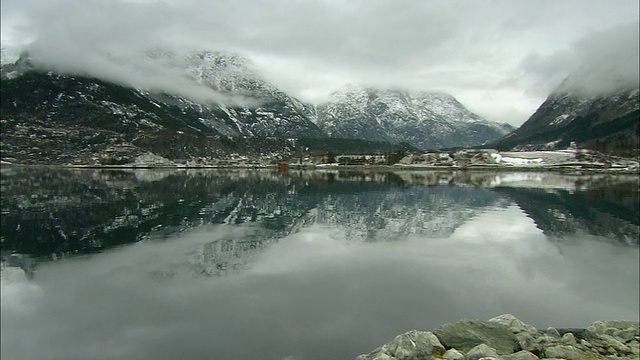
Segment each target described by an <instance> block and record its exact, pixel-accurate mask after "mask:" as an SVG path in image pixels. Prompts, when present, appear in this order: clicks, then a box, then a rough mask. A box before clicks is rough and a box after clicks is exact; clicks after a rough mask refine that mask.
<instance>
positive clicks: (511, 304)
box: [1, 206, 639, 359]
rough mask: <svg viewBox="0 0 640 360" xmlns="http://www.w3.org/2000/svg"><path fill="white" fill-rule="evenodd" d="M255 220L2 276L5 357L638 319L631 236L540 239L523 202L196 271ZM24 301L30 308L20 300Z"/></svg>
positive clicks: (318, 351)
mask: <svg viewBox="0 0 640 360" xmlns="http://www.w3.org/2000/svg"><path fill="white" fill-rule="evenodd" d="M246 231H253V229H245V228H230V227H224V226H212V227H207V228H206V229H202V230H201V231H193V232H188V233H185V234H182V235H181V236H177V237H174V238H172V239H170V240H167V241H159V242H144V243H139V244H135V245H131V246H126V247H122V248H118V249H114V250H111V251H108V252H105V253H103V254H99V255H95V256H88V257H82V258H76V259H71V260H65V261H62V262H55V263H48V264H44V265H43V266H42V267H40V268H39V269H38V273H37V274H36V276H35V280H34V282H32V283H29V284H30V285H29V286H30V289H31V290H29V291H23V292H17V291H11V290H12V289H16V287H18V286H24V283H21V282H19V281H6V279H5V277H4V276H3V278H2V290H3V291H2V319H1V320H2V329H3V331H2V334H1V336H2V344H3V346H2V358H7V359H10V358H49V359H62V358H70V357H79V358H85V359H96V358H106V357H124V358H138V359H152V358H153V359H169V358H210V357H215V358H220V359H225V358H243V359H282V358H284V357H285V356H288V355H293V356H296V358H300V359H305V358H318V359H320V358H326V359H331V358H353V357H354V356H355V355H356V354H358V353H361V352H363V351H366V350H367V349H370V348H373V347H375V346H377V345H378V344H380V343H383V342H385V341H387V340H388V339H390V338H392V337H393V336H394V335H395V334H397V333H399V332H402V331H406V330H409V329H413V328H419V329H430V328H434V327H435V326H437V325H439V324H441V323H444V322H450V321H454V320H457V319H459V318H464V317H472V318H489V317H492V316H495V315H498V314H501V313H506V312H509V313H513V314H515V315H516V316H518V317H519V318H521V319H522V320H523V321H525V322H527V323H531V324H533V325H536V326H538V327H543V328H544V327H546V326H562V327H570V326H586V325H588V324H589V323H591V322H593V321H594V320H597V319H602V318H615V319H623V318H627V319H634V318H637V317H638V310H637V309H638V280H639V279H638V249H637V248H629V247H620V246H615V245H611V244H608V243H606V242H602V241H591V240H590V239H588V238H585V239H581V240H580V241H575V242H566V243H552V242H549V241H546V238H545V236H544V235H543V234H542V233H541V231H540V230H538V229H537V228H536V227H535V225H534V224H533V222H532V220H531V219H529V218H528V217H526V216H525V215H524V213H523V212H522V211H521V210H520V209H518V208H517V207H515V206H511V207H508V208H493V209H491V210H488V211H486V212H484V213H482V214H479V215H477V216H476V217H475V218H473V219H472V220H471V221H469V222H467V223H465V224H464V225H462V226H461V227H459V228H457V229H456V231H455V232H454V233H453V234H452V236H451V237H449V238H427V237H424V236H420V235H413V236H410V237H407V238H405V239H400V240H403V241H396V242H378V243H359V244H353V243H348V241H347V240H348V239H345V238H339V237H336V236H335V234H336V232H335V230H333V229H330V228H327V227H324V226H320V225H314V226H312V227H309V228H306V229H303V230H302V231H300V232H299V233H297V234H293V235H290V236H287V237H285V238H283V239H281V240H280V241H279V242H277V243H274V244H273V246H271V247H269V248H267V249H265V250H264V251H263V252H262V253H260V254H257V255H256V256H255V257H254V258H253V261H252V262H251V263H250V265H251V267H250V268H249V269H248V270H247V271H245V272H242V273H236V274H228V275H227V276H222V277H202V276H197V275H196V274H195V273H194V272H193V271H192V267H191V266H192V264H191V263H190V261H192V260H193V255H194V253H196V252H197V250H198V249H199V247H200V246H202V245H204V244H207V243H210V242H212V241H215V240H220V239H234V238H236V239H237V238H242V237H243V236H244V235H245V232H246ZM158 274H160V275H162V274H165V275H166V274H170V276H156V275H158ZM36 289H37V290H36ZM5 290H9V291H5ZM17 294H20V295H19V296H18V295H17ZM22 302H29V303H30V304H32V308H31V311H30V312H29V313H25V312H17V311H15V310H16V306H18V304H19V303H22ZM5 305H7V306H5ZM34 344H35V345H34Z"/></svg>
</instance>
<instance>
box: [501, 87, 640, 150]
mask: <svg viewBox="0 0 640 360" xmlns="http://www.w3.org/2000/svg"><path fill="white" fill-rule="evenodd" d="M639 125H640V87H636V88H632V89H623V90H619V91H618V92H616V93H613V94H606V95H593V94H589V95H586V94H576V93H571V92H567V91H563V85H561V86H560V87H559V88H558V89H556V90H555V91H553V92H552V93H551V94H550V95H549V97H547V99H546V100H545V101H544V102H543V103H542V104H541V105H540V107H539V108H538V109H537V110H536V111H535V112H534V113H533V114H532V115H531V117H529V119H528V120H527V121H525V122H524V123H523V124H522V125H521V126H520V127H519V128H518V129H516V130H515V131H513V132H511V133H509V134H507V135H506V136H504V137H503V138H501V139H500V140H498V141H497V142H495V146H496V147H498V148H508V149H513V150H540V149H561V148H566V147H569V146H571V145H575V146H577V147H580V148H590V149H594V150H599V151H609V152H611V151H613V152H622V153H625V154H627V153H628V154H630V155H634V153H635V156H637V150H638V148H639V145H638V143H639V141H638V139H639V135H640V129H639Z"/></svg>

***

When printing the entries, leave out the images and keep everything else exact.

Segment each target described by an <instance> block and record its exact, pixel-accurate mask after "mask:" as an SVG path in image pixels. Prompts, when present, appear in this order: clicks, then a box, then a rough mask. A box before clicks is rough and a box after clicks is exact; clicks after a rough mask refine that mask.
<instance>
positive clicks: (511, 304)
box: [1, 206, 639, 359]
rough mask: <svg viewBox="0 0 640 360" xmlns="http://www.w3.org/2000/svg"><path fill="white" fill-rule="evenodd" d="M255 220L2 276L5 357L638 319L631 236L540 239L523 202L196 271ZM24 301L30 308L20 300Z"/></svg>
positive clicks: (318, 351)
mask: <svg viewBox="0 0 640 360" xmlns="http://www.w3.org/2000/svg"><path fill="white" fill-rule="evenodd" d="M246 231H253V229H245V228H230V227H224V226H212V227H207V228H206V229H202V230H201V231H193V232H188V233H185V234H182V235H181V236H177V237H174V238H172V239H170V240H167V241H159V242H144V243H139V244H135V245H131V246H126V247H122V248H118V249H114V250H111V251H108V252H105V253H103V254H99V255H95V256H88V257H82V258H76V259H71V260H65V261H62V262H55V263H48V264H44V265H43V266H42V267H40V268H39V269H38V273H37V274H36V276H35V280H34V282H32V283H29V284H30V285H29V286H30V289H31V290H29V291H23V292H17V291H11V290H12V289H16V287H18V286H24V283H21V282H19V281H6V279H5V277H4V276H3V278H2V290H3V291H2V319H1V320H2V329H3V331H2V334H1V336H2V344H3V346H2V358H7V359H10V358H49V359H62V358H70V357H79V358H85V359H96V358H106V357H124V358H138V359H152V358H153V359H169V358H210V357H215V358H220V359H225V358H243V359H282V358H284V357H285V356H288V355H293V356H296V358H300V359H305V358H318V359H320V358H326V359H331V358H353V357H354V356H355V355H356V354H358V353H361V352H363V351H366V350H367V349H370V348H373V347H375V346H377V345H378V344H380V343H383V342H385V341H387V340H388V339H390V338H392V337H393V336H394V335H395V334H397V333H399V332H402V331H406V330H409V329H413V328H419V329H430V328H434V327H435V326H437V325H439V324H441V323H444V322H450V321H454V320H457V319H459V318H464V317H472V318H489V317H492V316H495V315H498V314H501V313H506V312H509V313H513V314H515V315H516V316H518V317H519V318H521V319H522V320H523V321H525V322H527V323H531V324H533V325H536V326H538V327H543V328H544V327H546V326H562V327H570V326H586V325H588V324H589V323H591V322H593V321H594V320H597V319H602V318H615V319H623V318H627V319H634V318H637V317H638V310H637V309H638V280H639V279H638V249H637V248H629V247H620V246H615V245H611V244H608V243H606V242H602V241H591V240H590V239H588V238H585V239H581V240H580V241H575V242H566V243H552V242H549V241H546V238H545V236H544V235H543V234H542V233H541V231H540V230H538V229H537V228H536V227H535V225H534V224H533V222H532V220H531V219H529V218H528V217H526V216H525V215H524V213H523V212H522V211H521V210H520V209H518V208H517V207H515V206H511V207H508V208H493V209H491V210H488V211H486V212H484V213H482V214H479V215H477V216H476V217H475V218H473V219H472V220H471V221H469V222H467V223H465V224H464V225H462V226H461V227H459V228H457V229H456V231H455V232H454V233H453V234H452V236H451V237H449V238H427V237H424V236H420V235H413V236H410V237H407V238H405V239H400V240H403V241H396V242H378V243H359V244H353V243H348V241H347V240H348V239H345V238H339V237H336V236H335V234H336V232H335V230H333V229H330V228H327V227H324V226H320V225H314V226H312V227H309V228H306V229H303V230H302V231H300V232H299V233H297V234H293V235H290V236H287V237H285V238H283V239H281V240H280V241H279V242H277V243H274V244H273V246H271V247H269V248H267V249H265V250H264V251H263V252H262V253H260V254H257V255H256V256H255V257H254V258H253V261H252V262H251V263H250V265H251V267H250V268H249V269H248V270H247V271H245V272H242V273H236V274H228V275H227V276H222V277H202V276H197V275H196V274H195V273H194V272H193V271H192V267H191V266H192V264H191V263H190V261H192V260H193V255H194V253H196V252H197V250H198V249H199V247H200V246H202V245H204V244H207V243H210V242H212V241H215V240H220V239H234V238H236V239H237V238H242V237H243V236H244V235H245V232H246ZM158 274H160V275H162V274H165V275H166V274H170V276H156V275H158ZM36 289H37V290H36ZM5 290H9V291H5ZM17 294H20V295H19V296H18V295H17ZM22 302H29V303H30V304H32V308H31V311H30V312H29V313H25V312H17V311H15V310H16V306H18V304H19V303H22ZM5 305H7V306H5ZM34 344H35V345H34Z"/></svg>
</instance>
<instance>
box: [501, 87, 640, 150]
mask: <svg viewBox="0 0 640 360" xmlns="http://www.w3.org/2000/svg"><path fill="white" fill-rule="evenodd" d="M639 125H640V87H636V88H632V89H623V90H619V91H618V92H616V93H613V94H606V95H593V94H589V95H586V94H576V93H571V92H567V91H563V85H561V86H560V87H559V88H558V89H556V90H555V91H553V92H552V93H551V94H550V95H549V97H547V99H546V100H545V101H544V102H543V103H542V104H541V105H540V107H539V108H538V109H537V110H536V111H535V112H534V113H533V114H532V115H531V117H529V119H528V120H527V121H525V122H524V123H523V124H522V125H521V126H520V127H519V128H518V129H516V130H515V131H513V132H511V133H509V134H507V135H506V136H504V137H503V138H501V139H500V140H498V141H497V142H495V146H496V147H498V148H508V149H513V150H540V149H561V148H566V147H569V146H571V145H575V146H577V147H580V148H590V149H594V150H599V151H609V152H611V151H613V152H622V153H625V154H627V153H628V154H630V155H634V153H635V156H637V150H638V148H639V145H638V143H639V141H638V139H639V135H640V129H639Z"/></svg>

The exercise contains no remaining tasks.